Exercise task 1
According to the patch cover letter, what three categories can a VFIO device's data be divided into?

[PATCH 0/8] VFIO Device states interface in GVT

From: Yan Zhao
Date: Tue Feb 19 2019 - 02:48:08 EST


This patchset provides GVT vGPU with device states control and
interfaces to get/set device data.


Desgin of device state control and interfaces to get/set device data
====================================================================

CODE STRUCTURES
---------------
/* Device State region type and sub-type */
#define VFIO_REGION_TYPE_DEVICE_STATE (1 << 1)
#define VFIO_REGION_SUBTYPE_DEVICE_STATE_CTL (1)
#define VFIO_REGION_SUBTYPE_DEVICE_STATE_DATA_CONFIG (2)
#define VFIO_REGION_SUBTYPE_DEVICE_STATE_DATA_MEMORY (3)
#define VFIO_REGION_SUBTYPE_DEVICE_STATE_DATA_DIRTYBITMAP (4)

#define VFIO_DEVICE_STATE_INTERFACE_VERSION 1
#define VFIO_DEVICE_DATA_CAP_DEVICE_MEMORY 1
#define VFIO_DEVICE_DATA_CAP_SYSTEM_MEMORY 2

#define VFIO_DEVICE_STATE_RUNNING 0
#define VFIO_DEVICE_STATE_STOP 1
#define VFIO_DEVICE_STATE_LOGGING 2

#define VFIO_DEVICE_DATA_ACTION_GET_BUFFER 1
#define VFIO_DEVICE_DATA_ACTION_SET_BUFFER 2

struct vfio_device_state_ctl {
__u32 version; /* ro, version of device control interface*/
__u32 device_state; /* VFIO device state, wo */
__u32 caps; /* ro */
struct {
__u32 action; /* wo, GET_BUFFER or SET_BUFFER */
__u64 size; /*rw, total size of device config*/
} device_config;
struct {
__u32 action; /* wo, GET_BUFFER or SET_BUFFER */
__u64 size; /* rw, total size of device memory*/
__u64 pos;/*chunk offset in total buffer of device memory*/
} device_memory;
struct {
__u64 start_addr; /* wo */
__u64 page_nr; /* wo */
} system_memory;
};

DEVICE DATA
-----------
A VFIO device's data can be divided into 3 categories: device config,
device memory and system memory dirty pages.

Device Config: such kind of data like MMIOs, page tables...
Every device is supposed to possess device config data.
Usually the size of device config data is small (no big
than 10M), and it needs to be loaded in certain strict
order.
Therefore no dirty data logging is enabled for device
config and it must be got/set as a whole.

Device Memory: device's internal memory, standalone and outside system
memory. It is usually very big.

The data
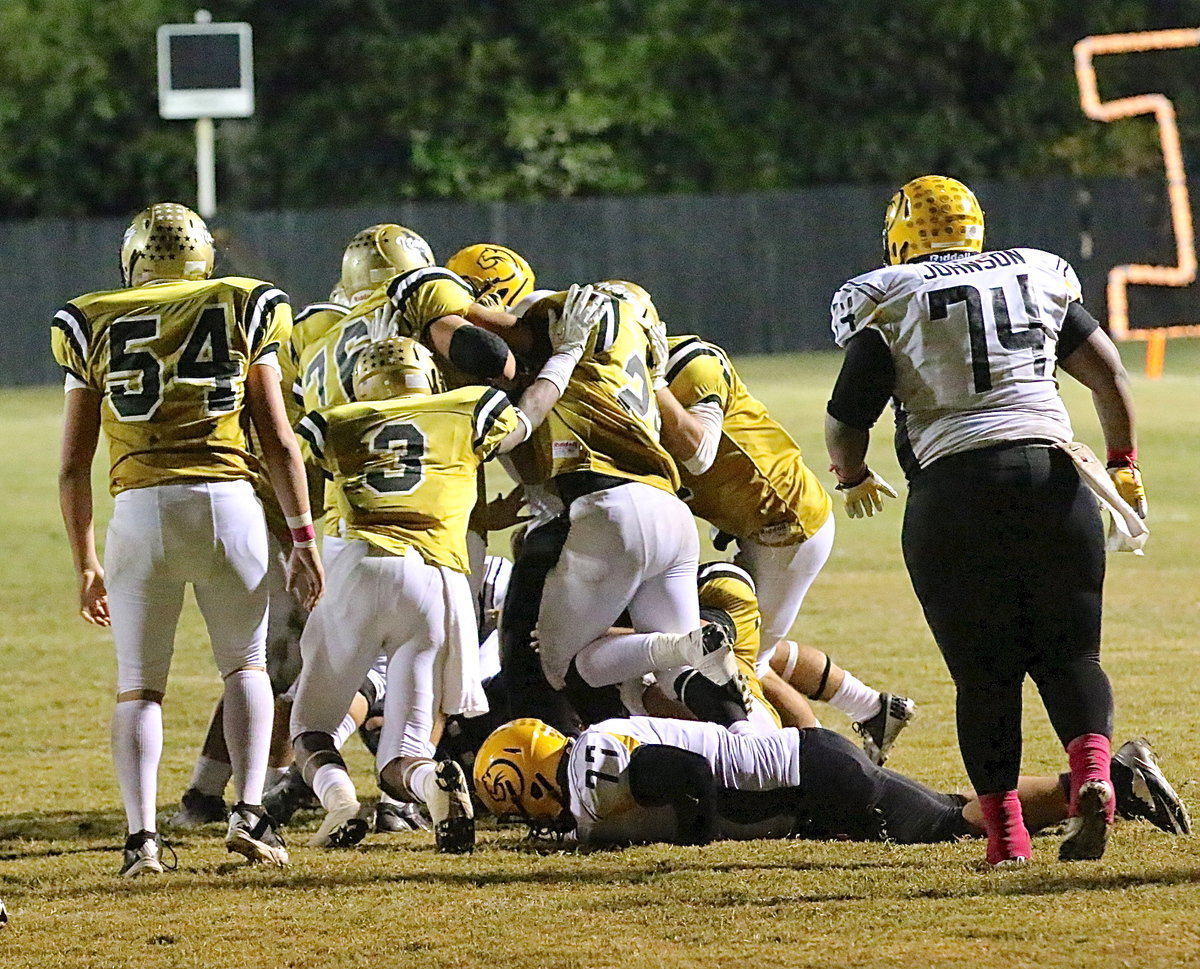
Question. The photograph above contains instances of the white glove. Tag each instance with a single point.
(659, 354)
(570, 330)
(867, 497)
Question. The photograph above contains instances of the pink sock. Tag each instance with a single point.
(1005, 824)
(1090, 756)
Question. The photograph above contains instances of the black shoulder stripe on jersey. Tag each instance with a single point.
(405, 286)
(609, 326)
(73, 324)
(313, 308)
(711, 571)
(489, 408)
(677, 362)
(263, 300)
(312, 428)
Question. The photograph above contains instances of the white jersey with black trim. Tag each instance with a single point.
(972, 338)
(598, 772)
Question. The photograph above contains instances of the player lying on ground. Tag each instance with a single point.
(645, 780)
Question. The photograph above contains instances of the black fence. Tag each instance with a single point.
(754, 271)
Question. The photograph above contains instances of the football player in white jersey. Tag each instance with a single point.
(640, 780)
(166, 366)
(1002, 537)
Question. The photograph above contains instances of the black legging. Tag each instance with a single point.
(1006, 553)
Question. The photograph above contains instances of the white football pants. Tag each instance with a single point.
(377, 603)
(634, 547)
(781, 577)
(209, 534)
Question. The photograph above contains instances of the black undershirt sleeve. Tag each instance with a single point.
(664, 776)
(1077, 327)
(865, 381)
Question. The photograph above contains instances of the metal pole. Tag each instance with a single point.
(205, 168)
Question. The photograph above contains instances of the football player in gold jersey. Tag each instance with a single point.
(165, 366)
(403, 461)
(629, 542)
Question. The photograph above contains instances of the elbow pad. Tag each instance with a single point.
(478, 351)
(711, 417)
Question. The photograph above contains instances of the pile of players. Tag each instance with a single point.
(629, 693)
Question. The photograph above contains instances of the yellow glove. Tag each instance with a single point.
(1127, 479)
(867, 497)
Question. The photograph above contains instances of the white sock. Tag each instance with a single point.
(856, 699)
(343, 732)
(334, 787)
(419, 776)
(137, 748)
(210, 776)
(249, 716)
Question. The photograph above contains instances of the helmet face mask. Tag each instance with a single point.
(497, 272)
(516, 771)
(377, 253)
(395, 367)
(166, 241)
(631, 293)
(929, 215)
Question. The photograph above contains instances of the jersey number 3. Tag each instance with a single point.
(979, 320)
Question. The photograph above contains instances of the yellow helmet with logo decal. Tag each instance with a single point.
(516, 771)
(496, 271)
(928, 215)
(166, 241)
(395, 367)
(379, 252)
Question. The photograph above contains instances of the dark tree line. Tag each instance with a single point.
(366, 101)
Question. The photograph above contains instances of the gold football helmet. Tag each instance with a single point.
(379, 252)
(394, 367)
(931, 214)
(631, 293)
(166, 241)
(516, 771)
(496, 271)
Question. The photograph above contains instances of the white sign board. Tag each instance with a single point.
(205, 71)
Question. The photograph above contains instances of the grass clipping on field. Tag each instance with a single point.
(394, 902)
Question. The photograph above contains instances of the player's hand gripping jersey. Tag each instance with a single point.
(403, 307)
(405, 470)
(757, 486)
(607, 419)
(171, 360)
(972, 339)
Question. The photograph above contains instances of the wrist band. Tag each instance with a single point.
(1122, 457)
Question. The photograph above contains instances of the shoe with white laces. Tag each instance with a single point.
(342, 828)
(391, 817)
(713, 654)
(143, 855)
(252, 834)
(448, 796)
(1143, 790)
(881, 732)
(1087, 830)
(197, 808)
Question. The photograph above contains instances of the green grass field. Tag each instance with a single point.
(394, 902)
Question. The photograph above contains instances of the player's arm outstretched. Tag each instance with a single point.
(281, 453)
(1096, 363)
(81, 434)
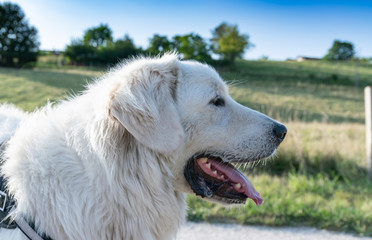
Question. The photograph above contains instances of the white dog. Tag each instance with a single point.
(116, 161)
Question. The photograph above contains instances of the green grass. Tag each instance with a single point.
(294, 200)
(318, 178)
(29, 88)
(304, 91)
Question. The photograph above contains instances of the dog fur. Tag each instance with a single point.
(108, 164)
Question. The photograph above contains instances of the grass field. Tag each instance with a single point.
(318, 178)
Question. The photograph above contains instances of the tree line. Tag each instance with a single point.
(19, 44)
(97, 46)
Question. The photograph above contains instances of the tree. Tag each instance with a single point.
(98, 36)
(159, 44)
(79, 53)
(340, 51)
(192, 46)
(116, 51)
(228, 43)
(18, 41)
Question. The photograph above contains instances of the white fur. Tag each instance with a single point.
(108, 164)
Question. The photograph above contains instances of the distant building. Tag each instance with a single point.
(302, 58)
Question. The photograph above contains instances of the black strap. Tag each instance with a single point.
(7, 203)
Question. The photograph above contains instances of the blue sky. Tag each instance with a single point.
(278, 29)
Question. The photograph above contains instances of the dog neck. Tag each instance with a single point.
(71, 192)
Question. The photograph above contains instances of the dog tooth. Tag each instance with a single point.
(238, 185)
(204, 160)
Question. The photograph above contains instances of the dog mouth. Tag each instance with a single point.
(211, 177)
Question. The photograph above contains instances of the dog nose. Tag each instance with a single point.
(280, 131)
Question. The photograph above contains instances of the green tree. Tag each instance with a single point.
(18, 40)
(340, 51)
(98, 36)
(192, 46)
(80, 54)
(159, 44)
(228, 42)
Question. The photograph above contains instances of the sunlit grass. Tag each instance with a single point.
(318, 177)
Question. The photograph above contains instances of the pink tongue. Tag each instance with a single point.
(236, 176)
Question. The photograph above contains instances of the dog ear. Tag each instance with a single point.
(144, 103)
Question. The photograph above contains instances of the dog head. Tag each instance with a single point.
(182, 109)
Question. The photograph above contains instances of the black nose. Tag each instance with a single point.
(280, 131)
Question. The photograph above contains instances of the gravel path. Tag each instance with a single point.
(206, 231)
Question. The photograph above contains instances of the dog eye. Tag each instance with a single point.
(219, 102)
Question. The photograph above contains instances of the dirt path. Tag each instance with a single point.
(206, 231)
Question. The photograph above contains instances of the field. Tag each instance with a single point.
(318, 178)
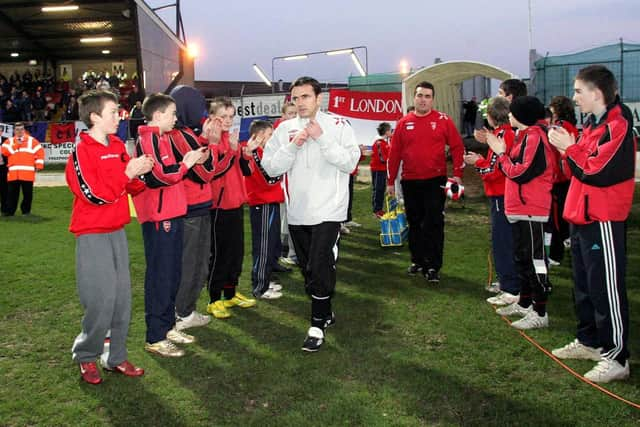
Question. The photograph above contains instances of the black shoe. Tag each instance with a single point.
(314, 340)
(277, 268)
(414, 269)
(330, 320)
(432, 276)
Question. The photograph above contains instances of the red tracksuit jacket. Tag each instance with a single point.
(493, 178)
(165, 197)
(602, 165)
(420, 143)
(529, 171)
(95, 175)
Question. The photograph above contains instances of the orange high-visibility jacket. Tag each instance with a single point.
(25, 156)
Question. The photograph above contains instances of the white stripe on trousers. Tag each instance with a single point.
(611, 284)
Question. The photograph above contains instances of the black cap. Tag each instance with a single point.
(528, 110)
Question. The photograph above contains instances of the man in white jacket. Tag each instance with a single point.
(316, 152)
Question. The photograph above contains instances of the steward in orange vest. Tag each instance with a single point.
(24, 155)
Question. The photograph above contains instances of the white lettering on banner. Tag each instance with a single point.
(375, 106)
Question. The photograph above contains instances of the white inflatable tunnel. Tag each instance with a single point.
(446, 78)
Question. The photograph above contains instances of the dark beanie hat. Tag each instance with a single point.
(527, 110)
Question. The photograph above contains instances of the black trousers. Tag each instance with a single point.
(600, 295)
(531, 264)
(317, 250)
(13, 194)
(227, 252)
(424, 203)
(559, 227)
(266, 245)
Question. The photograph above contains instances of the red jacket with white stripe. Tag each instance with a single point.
(197, 183)
(25, 156)
(227, 188)
(602, 165)
(95, 175)
(165, 197)
(419, 142)
(493, 178)
(379, 155)
(529, 171)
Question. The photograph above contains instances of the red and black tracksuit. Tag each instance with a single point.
(160, 209)
(493, 180)
(602, 165)
(419, 142)
(227, 220)
(528, 167)
(264, 194)
(196, 240)
(557, 225)
(378, 166)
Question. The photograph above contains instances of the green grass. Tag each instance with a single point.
(403, 353)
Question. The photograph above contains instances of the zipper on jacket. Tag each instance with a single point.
(160, 200)
(586, 208)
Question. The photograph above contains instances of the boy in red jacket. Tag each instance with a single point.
(100, 174)
(602, 164)
(265, 195)
(494, 184)
(227, 221)
(528, 167)
(160, 210)
(378, 166)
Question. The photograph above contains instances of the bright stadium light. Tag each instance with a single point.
(67, 8)
(295, 57)
(193, 50)
(358, 64)
(339, 52)
(96, 39)
(262, 75)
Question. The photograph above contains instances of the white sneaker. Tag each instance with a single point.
(271, 294)
(532, 321)
(273, 286)
(493, 287)
(608, 370)
(179, 337)
(193, 320)
(514, 309)
(576, 350)
(503, 298)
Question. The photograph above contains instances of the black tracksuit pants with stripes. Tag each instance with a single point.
(317, 250)
(600, 295)
(266, 246)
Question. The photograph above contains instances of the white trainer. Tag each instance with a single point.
(493, 287)
(274, 286)
(271, 294)
(608, 370)
(193, 320)
(503, 298)
(514, 309)
(576, 350)
(179, 337)
(532, 321)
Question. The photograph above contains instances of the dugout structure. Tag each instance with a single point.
(140, 42)
(554, 75)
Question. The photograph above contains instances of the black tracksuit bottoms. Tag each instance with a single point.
(600, 295)
(317, 250)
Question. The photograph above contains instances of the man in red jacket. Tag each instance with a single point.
(602, 164)
(100, 174)
(419, 142)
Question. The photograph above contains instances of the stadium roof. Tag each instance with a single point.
(35, 34)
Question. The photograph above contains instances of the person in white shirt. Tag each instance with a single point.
(316, 152)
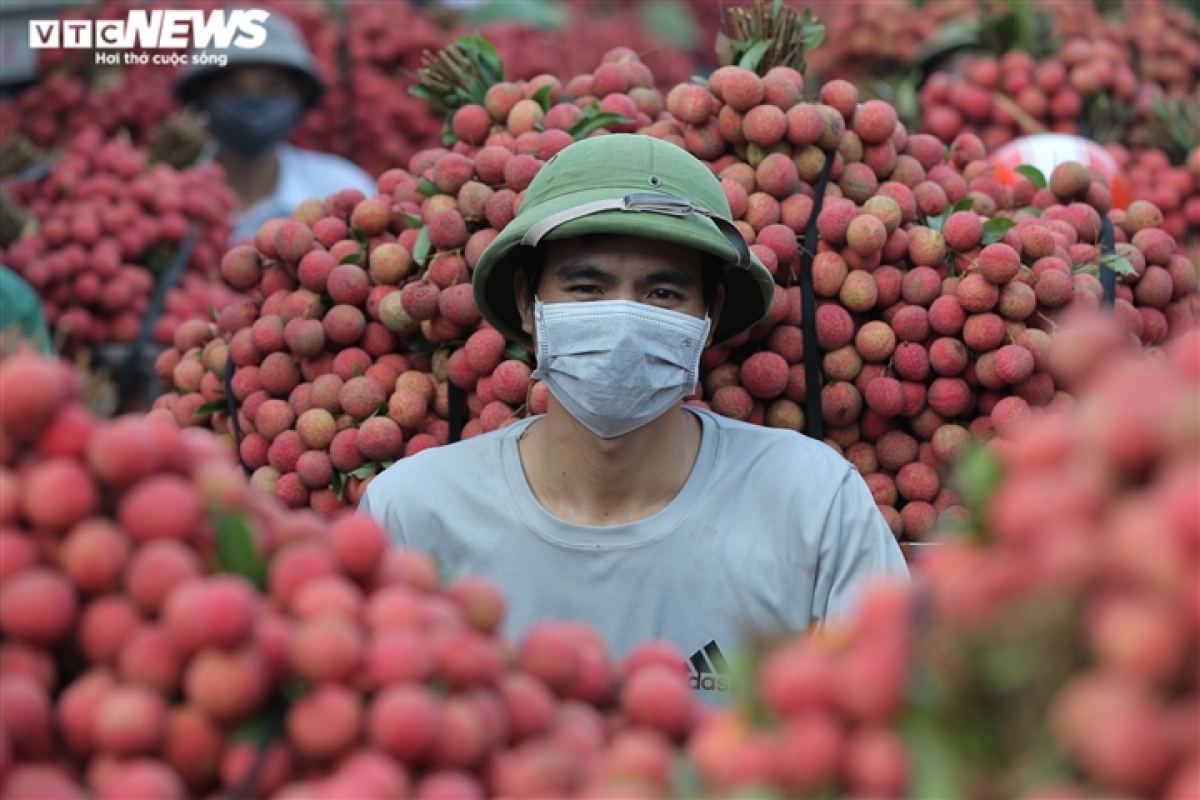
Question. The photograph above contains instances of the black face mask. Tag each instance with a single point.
(251, 125)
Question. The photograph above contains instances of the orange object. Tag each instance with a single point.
(1048, 150)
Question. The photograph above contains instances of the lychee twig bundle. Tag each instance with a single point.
(765, 37)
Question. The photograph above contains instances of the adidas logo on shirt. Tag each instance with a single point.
(711, 671)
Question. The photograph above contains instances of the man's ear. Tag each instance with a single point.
(522, 296)
(715, 312)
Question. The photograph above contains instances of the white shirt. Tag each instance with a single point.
(303, 174)
(771, 533)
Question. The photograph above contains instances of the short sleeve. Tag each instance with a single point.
(378, 510)
(857, 545)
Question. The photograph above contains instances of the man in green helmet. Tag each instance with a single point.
(622, 506)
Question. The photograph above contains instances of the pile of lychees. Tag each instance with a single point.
(169, 632)
(108, 226)
(1047, 649)
(936, 287)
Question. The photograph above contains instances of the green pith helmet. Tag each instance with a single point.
(627, 185)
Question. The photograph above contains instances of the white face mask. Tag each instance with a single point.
(617, 365)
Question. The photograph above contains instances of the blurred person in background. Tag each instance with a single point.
(21, 313)
(252, 104)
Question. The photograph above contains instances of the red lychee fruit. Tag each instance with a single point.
(963, 230)
(874, 121)
(999, 263)
(1071, 180)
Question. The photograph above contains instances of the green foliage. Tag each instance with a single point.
(517, 352)
(995, 229)
(238, 549)
(538, 13)
(593, 120)
(460, 74)
(763, 38)
(671, 22)
(421, 247)
(543, 96)
(1019, 28)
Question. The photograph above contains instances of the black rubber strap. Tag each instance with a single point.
(347, 80)
(1108, 275)
(814, 420)
(132, 365)
(457, 403)
(271, 731)
(232, 404)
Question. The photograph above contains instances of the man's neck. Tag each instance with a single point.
(251, 180)
(586, 480)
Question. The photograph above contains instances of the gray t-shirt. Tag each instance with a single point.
(772, 531)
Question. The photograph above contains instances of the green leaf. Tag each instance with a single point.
(485, 55)
(1033, 174)
(1119, 264)
(543, 96)
(589, 125)
(685, 781)
(995, 229)
(220, 404)
(365, 471)
(537, 13)
(977, 476)
(517, 352)
(418, 343)
(423, 246)
(813, 34)
(936, 771)
(255, 729)
(751, 58)
(237, 549)
(671, 22)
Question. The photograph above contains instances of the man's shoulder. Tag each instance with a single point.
(437, 469)
(742, 438)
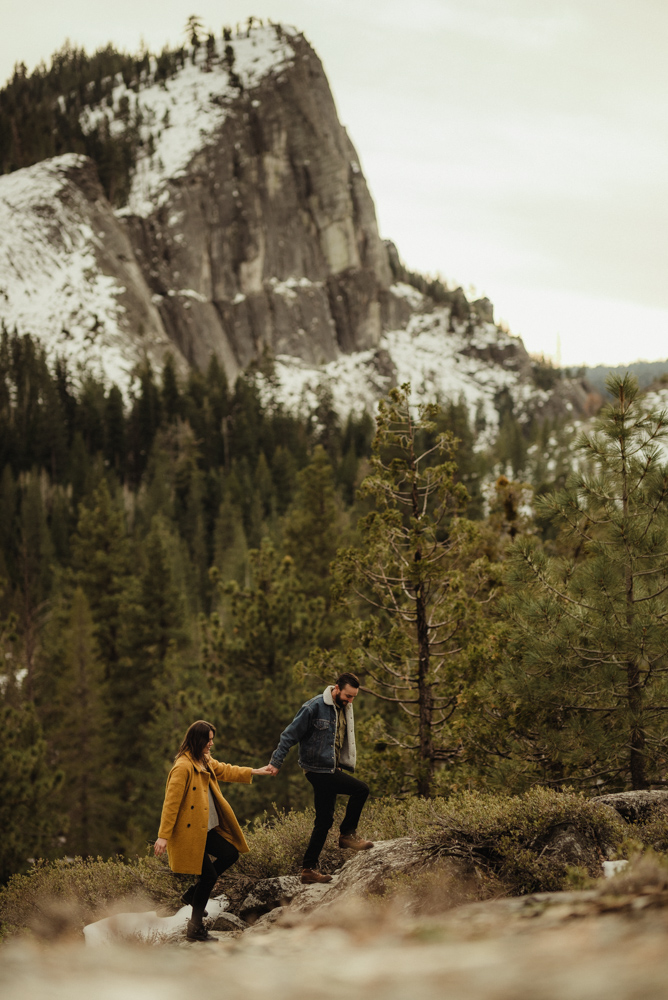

Exercise task 2
Copy the rows from their start through the line containing "(1090, 756)", both ends included, and omit the pictures.

Exercise answer 1
Device config, device memory, and system memory dirty pages.

Exercise answer 2
Question. The photograph above contains instances of the white glove. Tag each instance with a single point.
(659, 354)
(570, 330)
(867, 497)
Question. The photograph above contains instances of the pink sock. Tag each instance with a single point.
(1005, 824)
(1090, 756)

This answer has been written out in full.